## START Provided passage
Nowadays working side by side (physically) with other engineers is becoming something from the past. Hybrid and Remote position are becoming common in many companies. So no more printing the project and let in the co-work table to be checked. You either send the PDF (or software file) by e-mail or save it in the company drive.
Our approach is a little bit better. We let the USER choose which USERs can access the project, equipment and part and what kind of permission they will have. You can let some USERs change anything in a Part or let they only see it (input and output).
To share a project, equipment or part you must be its owner. You can be the owner by either creating the project, equipment or part or if the current owner delegates it to you. Also the option Disable sharing of this Part? in the Settings tab must be set to No (see Fig. 4.5.1.), in case of Part and if it's a Project or Equipment, the sharing button in the PJM module must be set to enable (see more about it in the Project Management documentation).
Currently there are two types of sharing status:
- Full Access: this type of access let the USER make changes to the Project, Equipment and Part but can't delete it (only its owner can do that)
- View Access: USER with this type of access can't make changes, can only see the input and output data.
7. Limitations
The version 1.0.0 comes with some limitations which are listed below:
-
This version can't be used to calculate the following situations:
- Shell under External Pressure (UG-28);
- Stiffening Rings (UG-29);
- Head with Pressure on Convex Side (UG-33);
- Spherical Shell (UG-27(d));
- Negative temperatures.
- Bolted flat heads as per Figure UG-34(j) and (k)
- Square, rectangular, elliptical, obround, segmental or otherwise noncircular flat heads.
- Flat head with gasket groove (see Figure UG-34(k)).
8. Equations
The equations shown in the Results page come mainly from ASME BPVC Section VIII as this Module focus in such standard code. The only equations that didn't come from the Code is the volume and weight, which we used some math and trigonometry to find out.
List of equations that we didn't find in the Code and is used in the Module:
- Torispherical Head Volume and Weight
- Minimum Design Metal Temperature
- Hydrostatic Pressure on Head and Shell
9. Results
9.1. Summary
The Summary (see Fig. 9.1.1.) shows the most important information from the results. It also shows if there's some error in the calculation (it'll be shown in red).
In the future version we'll let the User select which information want to see in it.
9.2. Input
The Input tab (see Fig. 9.2.1.) in the results page shows all the information from the input page. It can be used to check all the data inserted by the User and by our system. The input will also be shown in the Calculation Report (DOCX).
9.3. Output
9.4. Bottom Menu
At the bottom of the page you'll find three buttons (see Fig. 9.4.1.):
- Back: will bring the USER back to the Input page
- Save: will save the Part and the USER will be able to access it using the direct link shown in the browser or through the Project Management module
- Report: will generate and download the Calculation Report
9.5. Summary
To help USER easily check the equations and input data we created a summary which is show at the right side of the page (see Fig. 9.5.1.). It's composed by hyperlinks and if clicked the part where the item is located will be show. The list is divided in Input and Output to facilitate the identification.
## END Provided passage
**Instruction A**
State how many lines of the listing below contain the string "phrase", giving only that number.
## START Dataset records
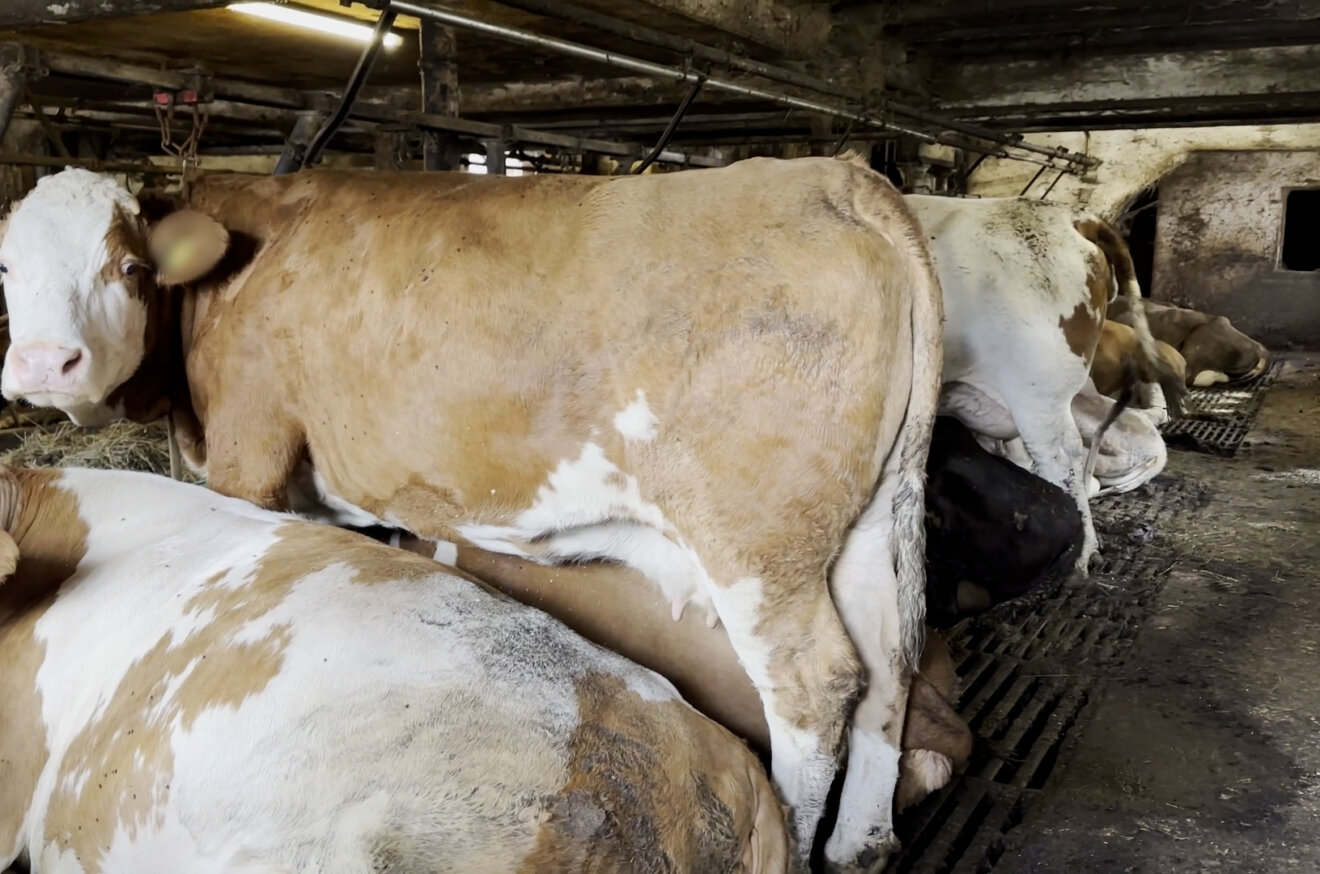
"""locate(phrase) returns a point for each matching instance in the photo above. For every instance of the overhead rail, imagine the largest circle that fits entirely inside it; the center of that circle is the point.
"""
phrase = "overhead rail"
(1002, 143)
(696, 50)
(289, 103)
## END Dataset records
**Instruction B**
Duplicate word for word the part of the engineering software documentation above that runs from "- Square, rectangular, elliptical, obround, segmental" up to and including "to see in it.".

**Written solution A**
2

**Written solution B**
- Square, rectangular, elliptical, obround, segmental or otherwise noncircular flat heads.
- Flat head with gasket groove (see Figure UG-34(k)).
8. Equations
The equations shown in the Results page come mainly from ASME BPVC Section VIII as this Module focus in such standard code. The only equations that didn't come from the Code is the volume and weight, which we used some math and trigonometry to find out.
List of equations that we didn't find in the Code and is used in the Module:
- Torispherical Head Volume and Weight
- Minimum Design Metal Temperature
- Hydrostatic Pressure on Head and Shell
9. Results
9.1. Summary
The Summary (see Fig. 9.1.1.) shows the most important information from the results. It also shows if there's some error in the calculation (it'll be shown in red).
In the future version we'll let the User select which information want to see in it.